▶ [Page]:
########
The international order and globalization are therefore to be interpreted according to the logic of Washington, always looking for new ways to dominate the globe, preserving its role of world superpower.

It is also for this reason that it is important to understand some geopolitical theories that underlie US strategic decisions in the pursuit of world domination. These theories are some of the most important with which Washington has, over the last 70 years, tried to pursue total domination of the planet.

MacKinder + Spykman + Mahan = World Domination

Heartland

The first geopolitical theory is the so-called Heartland theory, drawn up in 1904 by English geographer Sir Halford Mackinder. The basic principle was the following:

Heartland or Heartlands (literally: the Heart of the Earth) is a name that was given to the central zone of the Eurasian continent, corresponding roughly to Russia and the neighboring provinces, by Sir Halford Mackinder, the English geographer and author of Democratic Ideals and Reality; the Heartlands of the theory was submitted to the Royal Geographical Society in 1904.

The Heartland was described by Mackinder as the area bounded to the west by the Volga, the Yangtze River to the east, from the Arctic to the north and south from the western Himalayas. At the time, this area was almost entirely controlled by the Russian Empire.
########
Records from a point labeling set
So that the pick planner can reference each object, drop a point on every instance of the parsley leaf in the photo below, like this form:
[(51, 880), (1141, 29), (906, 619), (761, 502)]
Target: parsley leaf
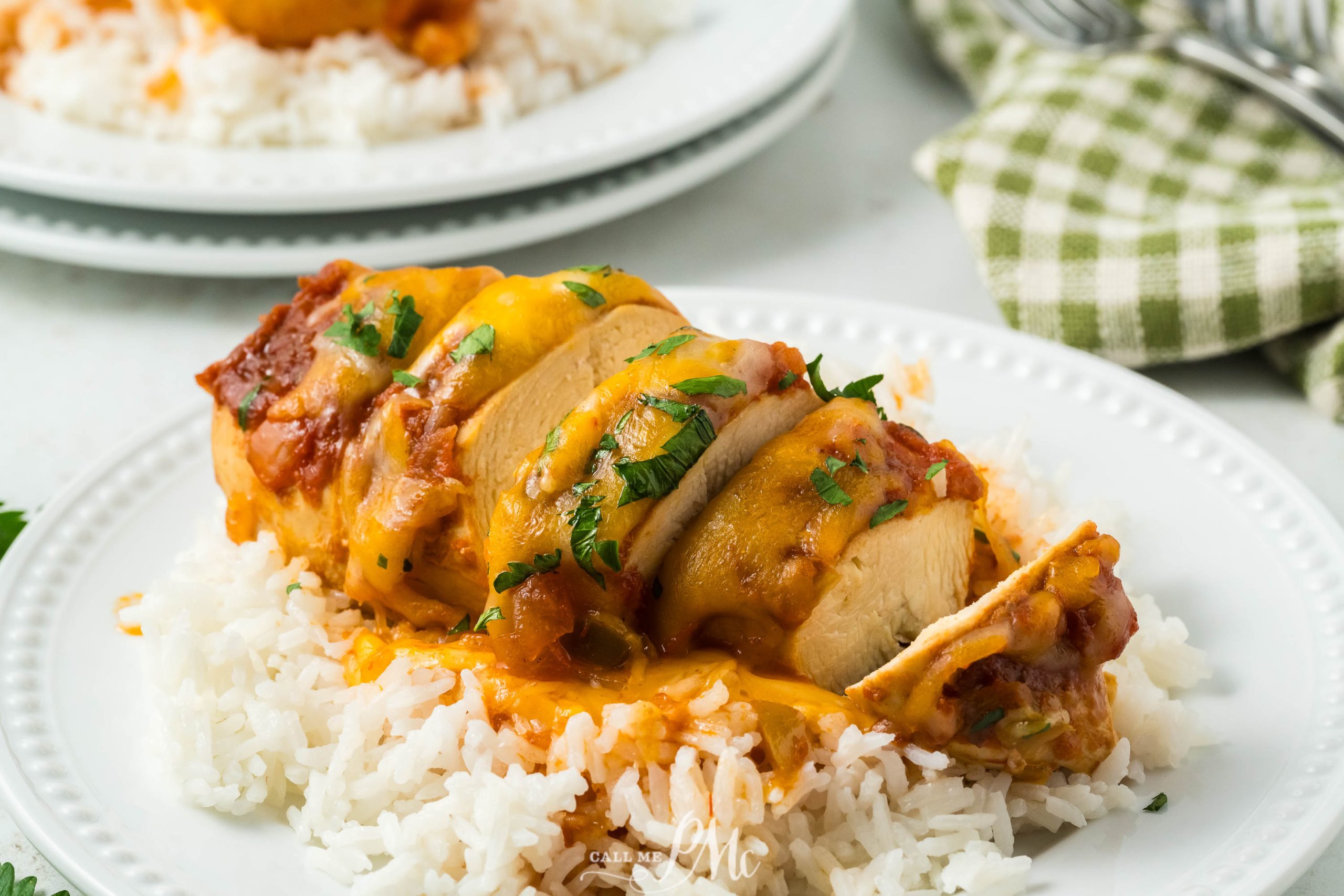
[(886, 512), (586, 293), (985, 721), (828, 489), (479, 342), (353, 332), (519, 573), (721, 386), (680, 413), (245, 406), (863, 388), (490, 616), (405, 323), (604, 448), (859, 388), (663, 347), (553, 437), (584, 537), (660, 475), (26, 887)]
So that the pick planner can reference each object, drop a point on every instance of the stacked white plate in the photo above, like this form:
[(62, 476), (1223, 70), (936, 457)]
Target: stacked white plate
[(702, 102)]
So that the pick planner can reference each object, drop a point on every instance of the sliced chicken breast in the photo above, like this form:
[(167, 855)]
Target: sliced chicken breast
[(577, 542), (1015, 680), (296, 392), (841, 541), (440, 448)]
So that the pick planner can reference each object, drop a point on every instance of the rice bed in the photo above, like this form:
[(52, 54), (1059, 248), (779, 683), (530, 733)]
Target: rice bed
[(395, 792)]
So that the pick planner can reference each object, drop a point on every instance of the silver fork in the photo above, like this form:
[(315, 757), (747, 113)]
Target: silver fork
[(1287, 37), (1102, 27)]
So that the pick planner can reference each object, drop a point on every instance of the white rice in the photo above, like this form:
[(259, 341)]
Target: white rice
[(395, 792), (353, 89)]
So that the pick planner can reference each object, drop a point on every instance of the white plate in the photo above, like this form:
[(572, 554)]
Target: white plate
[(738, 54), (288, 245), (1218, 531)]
########
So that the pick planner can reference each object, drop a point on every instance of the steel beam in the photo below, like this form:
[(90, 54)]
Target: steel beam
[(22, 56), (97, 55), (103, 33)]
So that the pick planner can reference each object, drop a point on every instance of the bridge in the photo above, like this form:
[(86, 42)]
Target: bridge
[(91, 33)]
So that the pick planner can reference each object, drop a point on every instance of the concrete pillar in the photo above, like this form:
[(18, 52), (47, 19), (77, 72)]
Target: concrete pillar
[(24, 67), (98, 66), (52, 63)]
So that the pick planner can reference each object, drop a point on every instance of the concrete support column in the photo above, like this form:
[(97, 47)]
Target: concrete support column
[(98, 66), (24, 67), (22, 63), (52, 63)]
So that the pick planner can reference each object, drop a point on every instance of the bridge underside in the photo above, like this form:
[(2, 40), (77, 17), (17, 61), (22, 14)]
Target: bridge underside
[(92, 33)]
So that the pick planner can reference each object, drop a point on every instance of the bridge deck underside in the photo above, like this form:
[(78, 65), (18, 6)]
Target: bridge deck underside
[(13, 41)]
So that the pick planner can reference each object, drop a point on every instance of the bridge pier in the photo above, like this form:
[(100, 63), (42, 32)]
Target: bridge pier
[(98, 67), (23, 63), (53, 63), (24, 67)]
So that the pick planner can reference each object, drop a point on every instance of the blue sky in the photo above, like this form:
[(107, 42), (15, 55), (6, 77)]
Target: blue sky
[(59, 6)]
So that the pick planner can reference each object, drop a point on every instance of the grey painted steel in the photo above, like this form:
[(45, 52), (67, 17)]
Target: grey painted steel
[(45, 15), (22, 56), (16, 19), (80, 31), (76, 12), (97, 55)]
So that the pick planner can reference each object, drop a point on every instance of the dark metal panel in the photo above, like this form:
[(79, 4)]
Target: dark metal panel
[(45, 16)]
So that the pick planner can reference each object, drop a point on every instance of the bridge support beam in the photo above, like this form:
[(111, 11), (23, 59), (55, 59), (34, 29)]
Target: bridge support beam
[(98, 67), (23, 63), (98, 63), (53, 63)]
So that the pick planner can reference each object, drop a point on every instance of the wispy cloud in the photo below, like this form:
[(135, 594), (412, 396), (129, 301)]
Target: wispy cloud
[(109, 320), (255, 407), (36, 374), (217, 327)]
########
▶ [Objectives]:
- a) Return the part of the passage on the Heartland theory between "Heartland or Heartlands" and "Society in 1904.", inclusive, word for word.
- b) List the features that the passage on the Heartland theory names as the bounds of the Heartland, each with its direction.

▶ [Responses for each task]:
- a)
Heartland or Heartlands (literally: the Heart of the Earth) is a name that was given to the central zone of the Eurasian continent, corresponding roughly to Russia and the neighboring provinces, by Sir Halford Mackinder, the English geographer and author of Democratic Ideals and Reality; the Heartlands of the theory was submitted to the Royal Geographical Society in 1904.

- b)
- The Volga (west)
- The Yangtze River (east)
- The Arctic (north)
- The western Himalayas (south)